[Start Extracted information]

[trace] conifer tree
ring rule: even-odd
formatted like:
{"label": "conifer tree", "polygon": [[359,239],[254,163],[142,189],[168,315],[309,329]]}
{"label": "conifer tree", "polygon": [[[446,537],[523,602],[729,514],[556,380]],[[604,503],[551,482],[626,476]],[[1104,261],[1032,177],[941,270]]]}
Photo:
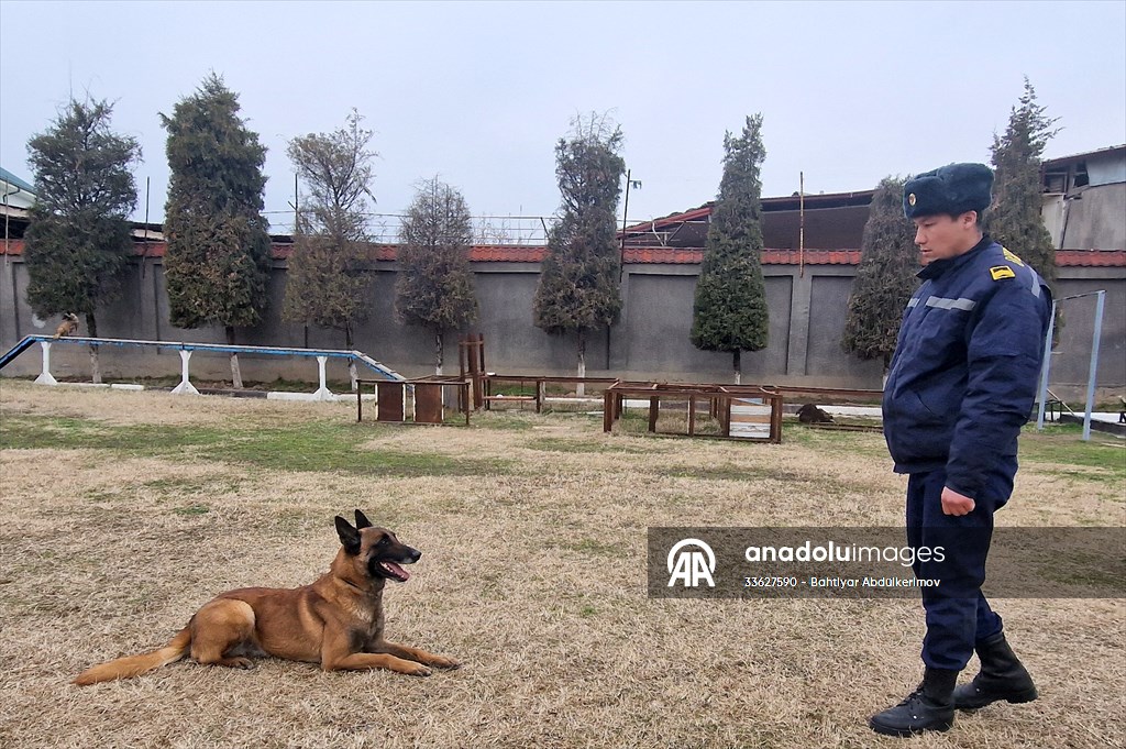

[End Extracted information]

• Your task
Rename "conifer tree" to "pine tree" everywhere in the material above and leave every other line unchanged. Leave the picture out of your copy.

• Exercise solution
[trace] pine tree
ring rule: even-odd
formatted like:
{"label": "pine tree", "polygon": [[359,239],[254,163],[142,189],[168,315],[309,329]]}
{"label": "pine tree", "polygon": [[[446,537],[523,602],[729,514],[556,380]],[[604,503],[551,482],[626,476]],[[1104,261],[1032,177],[941,270]]]}
Photo:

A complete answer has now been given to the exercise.